Fragmento seleccionado:
Si no es el gagá dominico-haitiano como lo definiera la antropóloga norteamericana que vivió muchos años en nuestro país ya fallecida, June Rosenberg, tampoco lo es el espagueti, el quipe, el arroz, el plátano, la pizza, los embutidos introducido como técnica agroindustrial por los judíos de Sosúa, como no fuera tampoco dominicano, el carnaval venido inicialmente de europea, la propia religión católica que le acompañó en su travesía hacia América, junto con el castellano y otras importantes tradiciones hispánicas, pero que no son las únicas que contribuyen a definirnos como dominicanos, son parte del conjunto de herencias culturales recibidas y reinterpretadas por esta sociedad que es lo que le da luz propia y el mote de dominicanidad.
El gagá es una expresión dominico-haitiana (procedente originalmente de la parte occidental de la isla), que ha calado entre haitianos residentes en el país, dominicanos de origen haitianos y dominicanos
Somos en los hechos una fusión de todos esos ancestros, pero resemantizados y adecuados a las circunstancias que la historia y los procesos culturales nos condicionaron, y en el siglo XVIII forjamos un criollismo que, en el siglo XIX encontró una identidad propia que se enarboló con el gesto independentista de 1844 y ha transitado entre vaivenes y reafirmaciones, con tareas pendientes por definir.

Bloque de datos:
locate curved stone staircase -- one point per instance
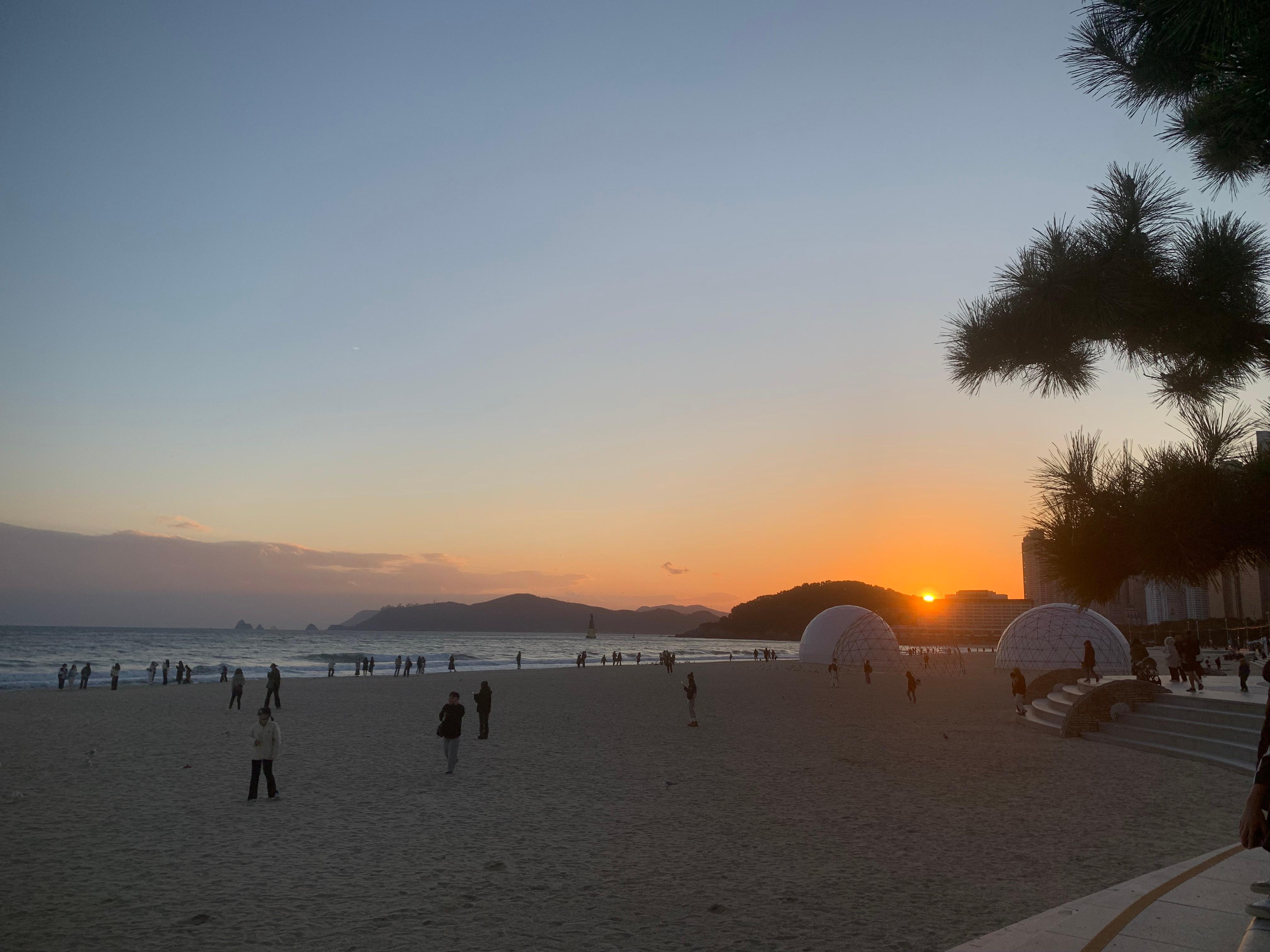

Tareas escritas:
1. Responde, por favor, estas preguntas sobre el texto acerca de la dominicanidad:
(a) ¿Quiénes introdujeron los embutidos como técnica agroindustrial?
(b) ¿De qué parte de la isla procede originalmente el gagá?
(c) ¿En qué año tuvo lugar el gesto independentista con que se enarboló la identidad propia?
2. Prolonga el texto sobre la dominicanidad a partir de su última oración.

Ejercicios resueltos:
1.
(a) Los judíos de Sosúa.
(b) De la parte occidental de la isla.
(c) En 1844.

2.
El derecho cultural y la inclusión social en las políticas públicas son obligatoriedades de los estados para responder al conjunto de normativas legales y del concierto democrático de las sociedades modernas. Por otro lado, la misma constitución nuestra ya hace tiempo en muchos de sus acápites y artículos habla de la libertad de credo, la libertad de tránsito y muchos otros beneficios ciudadanos que nos permiten hablar de un estado de derecho.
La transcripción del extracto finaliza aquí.